* **EXCERPT TO READ**:
* * * * *

LPG Equipment Research Centre
- Abbreviation: LERC
- Formation: 1990
- Type: Research and testing organization
- Headquarters: Bengaluru, Karnataka, India
- Region served: India
- Parent organization: Indian Oil Corporation Limited, Bharat Petroleum Corporation Limited and Hindustan Petroleum Corporation Limited
- Website: www.lerc.co.in

= LPG Equipment Research Centre =

LPG Equipment Research Centre (LERC) is an Indian research, testing and certification organization specializing in equipment used for the storage, distribution and utilization of liquefied petroleum gas (LPG). Headquartered in Bengaluru, Karnataka, the organization conducts testing, quality assurance, product evaluation, standardization and applied research related to LPG cylinders, pressure regulators, valves, rubber hoses, cooking appliances and associated equipment .

Dr. T. D. Sabu serves as the Chief Executive Officer (CEO) of the LPG Equipment Research Centre (LERC), Bengaluru.

* * * * *

* **EXCERPTED RECORDS**:
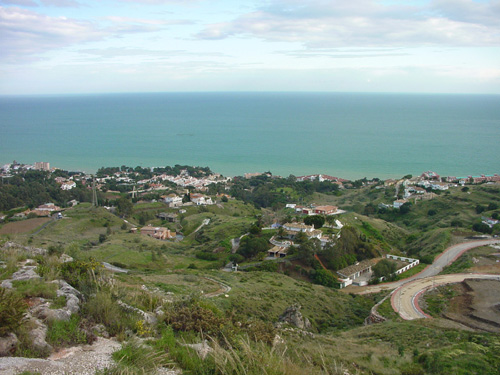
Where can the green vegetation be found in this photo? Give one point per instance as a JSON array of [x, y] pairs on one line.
[[66, 333], [437, 300], [12, 310], [235, 312]]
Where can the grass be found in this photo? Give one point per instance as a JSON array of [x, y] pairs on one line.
[[438, 299], [136, 358], [385, 309], [265, 296], [65, 333], [35, 288], [23, 226], [412, 271]]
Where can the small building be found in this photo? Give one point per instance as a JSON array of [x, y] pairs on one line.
[[294, 228], [68, 185], [278, 252], [325, 210], [201, 200], [489, 221], [398, 203], [439, 186], [355, 271], [173, 200], [168, 216], [48, 207], [160, 233]]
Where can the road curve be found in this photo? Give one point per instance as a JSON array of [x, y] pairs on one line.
[[404, 300], [447, 257]]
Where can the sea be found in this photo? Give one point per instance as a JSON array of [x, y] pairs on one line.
[[347, 135]]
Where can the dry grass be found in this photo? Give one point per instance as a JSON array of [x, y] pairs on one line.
[[23, 226]]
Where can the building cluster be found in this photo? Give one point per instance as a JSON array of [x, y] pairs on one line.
[[313, 209], [423, 187], [321, 178]]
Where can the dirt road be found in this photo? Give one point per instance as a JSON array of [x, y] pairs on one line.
[[447, 257], [404, 300]]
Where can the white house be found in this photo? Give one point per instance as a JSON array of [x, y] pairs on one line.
[[173, 200], [68, 185], [200, 199], [398, 203], [294, 228]]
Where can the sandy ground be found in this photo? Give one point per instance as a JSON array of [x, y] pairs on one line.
[[405, 299], [81, 360], [478, 306]]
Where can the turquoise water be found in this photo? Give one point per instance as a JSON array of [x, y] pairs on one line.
[[345, 135]]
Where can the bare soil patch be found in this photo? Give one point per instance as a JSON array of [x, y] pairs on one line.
[[23, 226], [477, 306]]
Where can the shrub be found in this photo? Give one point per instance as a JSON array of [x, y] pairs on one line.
[[482, 228], [35, 288], [134, 358], [191, 316], [102, 309], [12, 310], [64, 333]]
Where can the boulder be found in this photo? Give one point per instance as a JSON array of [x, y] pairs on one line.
[[38, 336], [8, 345], [293, 316]]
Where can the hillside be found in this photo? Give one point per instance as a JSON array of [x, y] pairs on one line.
[[169, 293]]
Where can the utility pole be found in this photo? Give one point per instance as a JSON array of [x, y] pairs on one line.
[[94, 193]]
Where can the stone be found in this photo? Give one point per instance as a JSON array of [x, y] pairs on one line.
[[293, 316], [25, 273], [203, 348], [38, 336], [100, 330], [8, 345]]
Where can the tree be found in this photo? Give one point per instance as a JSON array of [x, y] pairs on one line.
[[124, 206], [482, 228], [405, 208], [317, 220]]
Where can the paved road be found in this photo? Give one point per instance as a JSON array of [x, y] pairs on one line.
[[404, 300], [447, 257]]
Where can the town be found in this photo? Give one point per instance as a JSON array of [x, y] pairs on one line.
[[299, 257]]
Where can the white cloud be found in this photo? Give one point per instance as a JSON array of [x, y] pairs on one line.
[[26, 33], [54, 3], [366, 23]]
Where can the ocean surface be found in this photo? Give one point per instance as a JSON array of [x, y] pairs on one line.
[[340, 134]]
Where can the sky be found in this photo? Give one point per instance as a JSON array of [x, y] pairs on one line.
[[109, 46]]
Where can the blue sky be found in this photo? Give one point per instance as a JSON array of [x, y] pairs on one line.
[[76, 46]]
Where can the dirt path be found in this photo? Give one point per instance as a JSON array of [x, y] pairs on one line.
[[222, 290], [404, 300], [447, 257], [82, 360]]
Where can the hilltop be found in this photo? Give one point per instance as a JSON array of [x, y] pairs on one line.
[[89, 273]]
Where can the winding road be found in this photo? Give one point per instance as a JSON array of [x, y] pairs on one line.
[[404, 300], [405, 293]]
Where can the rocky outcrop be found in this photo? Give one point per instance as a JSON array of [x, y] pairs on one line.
[[293, 316], [38, 336], [8, 345], [25, 273], [149, 318], [44, 312]]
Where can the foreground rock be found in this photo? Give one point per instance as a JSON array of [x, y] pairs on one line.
[[84, 360], [8, 345], [293, 316]]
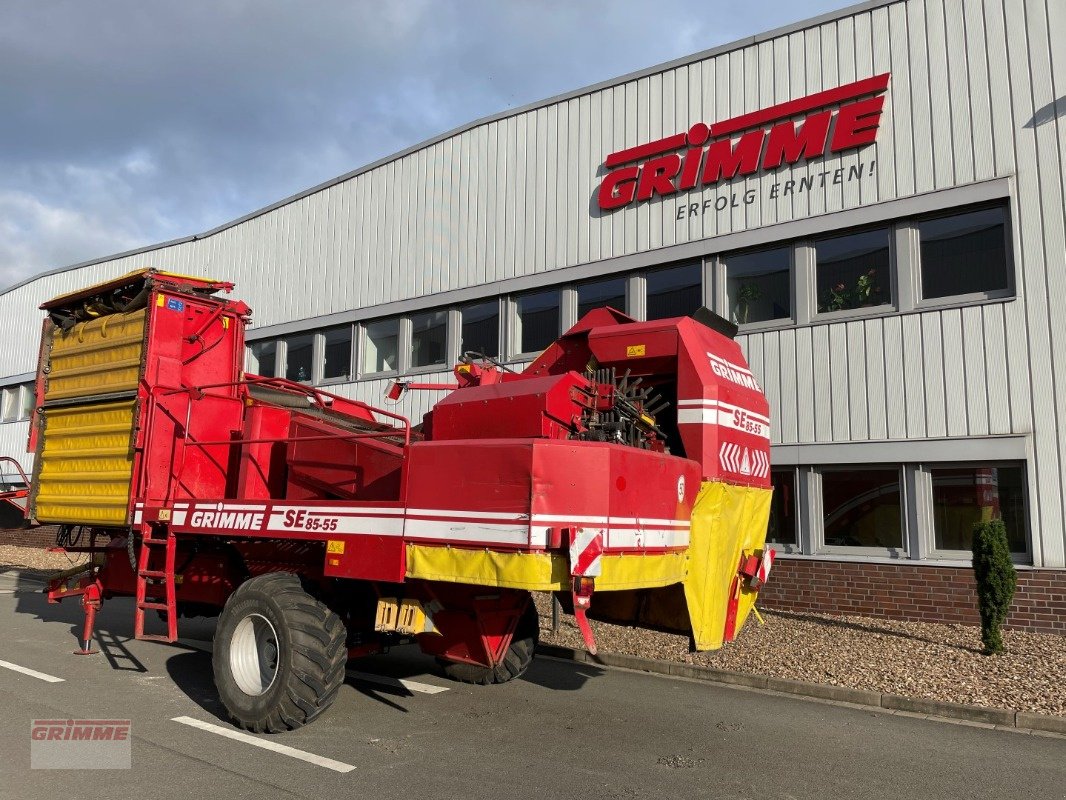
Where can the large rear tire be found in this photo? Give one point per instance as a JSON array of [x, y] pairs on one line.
[[279, 655], [516, 660]]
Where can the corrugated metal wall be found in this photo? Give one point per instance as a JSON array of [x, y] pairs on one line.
[[972, 96]]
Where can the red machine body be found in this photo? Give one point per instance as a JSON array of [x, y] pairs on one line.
[[592, 456]]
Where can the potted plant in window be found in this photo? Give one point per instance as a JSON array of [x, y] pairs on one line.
[[838, 299], [867, 291], [746, 294]]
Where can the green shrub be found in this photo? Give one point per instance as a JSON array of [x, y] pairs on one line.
[[996, 578]]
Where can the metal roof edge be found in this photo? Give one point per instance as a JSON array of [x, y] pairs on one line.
[[662, 67]]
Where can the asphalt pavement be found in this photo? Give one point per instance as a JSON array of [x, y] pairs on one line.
[[401, 730]]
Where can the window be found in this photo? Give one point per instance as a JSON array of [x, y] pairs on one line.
[[759, 286], [537, 320], [966, 495], [782, 508], [480, 330], [382, 347], [10, 403], [854, 271], [261, 356], [337, 353], [677, 291], [429, 338], [601, 293], [29, 399], [964, 254], [862, 508], [300, 357]]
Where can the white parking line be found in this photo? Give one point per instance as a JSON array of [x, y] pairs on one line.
[[229, 733], [396, 682], [32, 673]]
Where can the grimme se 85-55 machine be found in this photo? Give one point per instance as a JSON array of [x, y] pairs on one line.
[[625, 469]]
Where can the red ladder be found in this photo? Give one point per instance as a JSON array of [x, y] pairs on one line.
[[149, 588]]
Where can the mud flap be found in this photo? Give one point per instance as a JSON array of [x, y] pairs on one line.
[[728, 522]]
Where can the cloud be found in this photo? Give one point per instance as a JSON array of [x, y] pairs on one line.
[[128, 123]]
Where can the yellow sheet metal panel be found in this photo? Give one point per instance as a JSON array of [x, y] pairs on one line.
[[727, 521], [84, 464], [96, 357]]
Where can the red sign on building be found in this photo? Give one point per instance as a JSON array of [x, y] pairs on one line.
[[834, 121]]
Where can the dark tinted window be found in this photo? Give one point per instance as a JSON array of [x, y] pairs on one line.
[[381, 346], [261, 357], [537, 320], [429, 338], [337, 346], [759, 285], [854, 271], [677, 291], [481, 329], [965, 496], [299, 357], [964, 254], [861, 508], [782, 508], [601, 293]]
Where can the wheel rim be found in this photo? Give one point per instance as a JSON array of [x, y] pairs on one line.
[[254, 655]]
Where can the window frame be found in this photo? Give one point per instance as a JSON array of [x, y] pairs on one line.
[[566, 307], [914, 242], [320, 357], [459, 308], [277, 354], [699, 265], [576, 288], [927, 522], [721, 268], [283, 362], [405, 356], [791, 547], [895, 306], [816, 486], [400, 348]]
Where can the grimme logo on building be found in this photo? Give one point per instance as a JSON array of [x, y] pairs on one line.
[[834, 121]]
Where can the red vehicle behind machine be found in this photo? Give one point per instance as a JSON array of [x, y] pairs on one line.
[[629, 461]]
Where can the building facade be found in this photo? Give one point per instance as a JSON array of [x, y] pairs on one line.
[[875, 196]]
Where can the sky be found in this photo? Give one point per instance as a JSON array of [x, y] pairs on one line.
[[131, 122]]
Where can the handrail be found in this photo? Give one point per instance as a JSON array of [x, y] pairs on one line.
[[284, 384], [295, 388]]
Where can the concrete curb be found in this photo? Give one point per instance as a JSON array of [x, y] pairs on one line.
[[979, 715]]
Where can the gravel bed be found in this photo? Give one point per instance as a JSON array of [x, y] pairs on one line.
[[37, 560], [916, 659]]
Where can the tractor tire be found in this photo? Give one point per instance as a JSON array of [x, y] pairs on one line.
[[516, 660], [279, 655]]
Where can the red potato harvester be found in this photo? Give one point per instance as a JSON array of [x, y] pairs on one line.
[[626, 469]]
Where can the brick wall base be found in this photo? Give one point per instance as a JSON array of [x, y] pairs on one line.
[[909, 592], [43, 537]]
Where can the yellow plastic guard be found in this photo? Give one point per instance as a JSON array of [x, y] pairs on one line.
[[727, 521], [96, 357], [84, 464]]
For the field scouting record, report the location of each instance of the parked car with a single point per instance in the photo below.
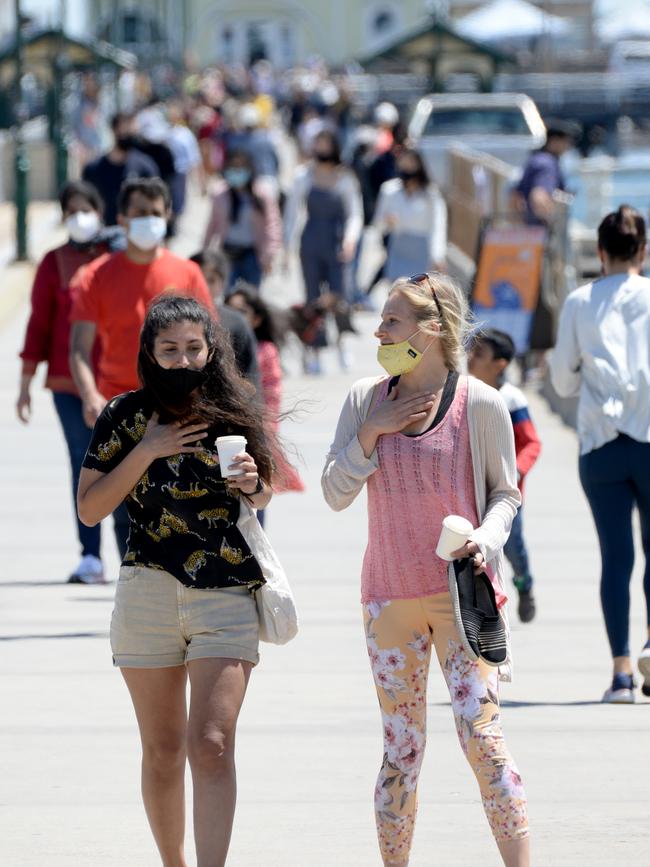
(505, 125)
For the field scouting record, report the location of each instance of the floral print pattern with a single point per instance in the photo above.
(400, 635)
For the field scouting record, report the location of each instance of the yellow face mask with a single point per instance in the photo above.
(399, 358)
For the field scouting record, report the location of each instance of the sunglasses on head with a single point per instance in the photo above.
(417, 279)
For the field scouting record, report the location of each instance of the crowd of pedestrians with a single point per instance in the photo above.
(151, 356)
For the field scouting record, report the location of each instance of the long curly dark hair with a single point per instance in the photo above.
(225, 400)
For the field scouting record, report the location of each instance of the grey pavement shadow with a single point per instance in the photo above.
(47, 584)
(587, 703)
(516, 704)
(101, 634)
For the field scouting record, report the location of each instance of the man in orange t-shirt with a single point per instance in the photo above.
(111, 297)
(112, 294)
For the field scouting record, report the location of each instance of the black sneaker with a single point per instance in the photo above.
(526, 607)
(493, 648)
(621, 691)
(467, 615)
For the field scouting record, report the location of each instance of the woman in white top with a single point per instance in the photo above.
(413, 213)
(603, 355)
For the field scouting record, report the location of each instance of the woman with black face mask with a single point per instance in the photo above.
(411, 210)
(183, 605)
(326, 199)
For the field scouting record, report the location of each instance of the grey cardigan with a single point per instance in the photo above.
(492, 445)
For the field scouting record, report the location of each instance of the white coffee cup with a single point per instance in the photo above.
(228, 448)
(455, 532)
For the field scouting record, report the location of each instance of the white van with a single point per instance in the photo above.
(505, 125)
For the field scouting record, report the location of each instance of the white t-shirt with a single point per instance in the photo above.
(602, 354)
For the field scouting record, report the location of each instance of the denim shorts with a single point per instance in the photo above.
(159, 622)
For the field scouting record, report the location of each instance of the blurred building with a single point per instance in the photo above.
(286, 32)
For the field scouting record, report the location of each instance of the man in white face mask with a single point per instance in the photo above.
(47, 340)
(113, 294)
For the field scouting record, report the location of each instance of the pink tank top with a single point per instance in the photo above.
(420, 480)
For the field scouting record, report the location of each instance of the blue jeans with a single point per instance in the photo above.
(515, 551)
(246, 268)
(77, 436)
(615, 478)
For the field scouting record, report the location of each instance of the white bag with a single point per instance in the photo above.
(276, 607)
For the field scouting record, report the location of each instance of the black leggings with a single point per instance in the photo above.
(615, 478)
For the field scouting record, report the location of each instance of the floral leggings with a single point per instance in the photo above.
(399, 636)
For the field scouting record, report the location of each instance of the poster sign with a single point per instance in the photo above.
(508, 279)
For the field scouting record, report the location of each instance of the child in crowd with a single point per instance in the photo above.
(491, 353)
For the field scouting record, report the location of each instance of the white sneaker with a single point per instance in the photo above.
(89, 571)
(644, 669)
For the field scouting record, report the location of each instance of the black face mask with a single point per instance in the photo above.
(126, 142)
(174, 385)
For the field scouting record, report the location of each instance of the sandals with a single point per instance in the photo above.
(480, 627)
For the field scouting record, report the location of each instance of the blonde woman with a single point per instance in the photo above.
(429, 442)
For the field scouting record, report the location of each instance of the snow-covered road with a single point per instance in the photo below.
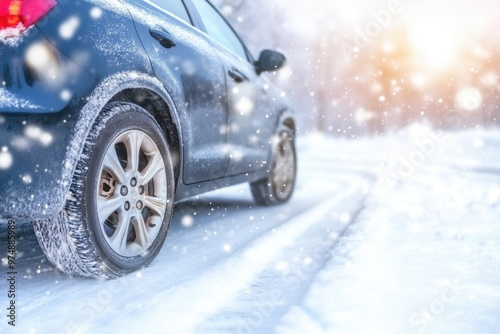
(384, 235)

* * * * *

* **TASK BRIEF**: Could you transcribe the LPG Equipment Research Centre page word for word, everything from "LPG Equipment Research Centre (LERC) is" down to "Centre (LERC), Bengaluru."?

* **RESULT OF THE TASK**:
LPG Equipment Research Centre (LERC) is an Indian research, testing and certification organization specializing in equipment used for the storage, distribution and utilization of liquefied petroleum gas (LPG). Headquartered in Bengaluru, Karnataka, the organization conducts testing, quality assurance, product evaluation, standardization and applied research related to LPG cylinders, pressure regulators, valves, rubber hoses, cooking appliances and associated equipment .

Dr. T. D. Sabu serves as the Chief Executive Officer (CEO) of the LPG Equipment Research Centre (LERC), Bengaluru.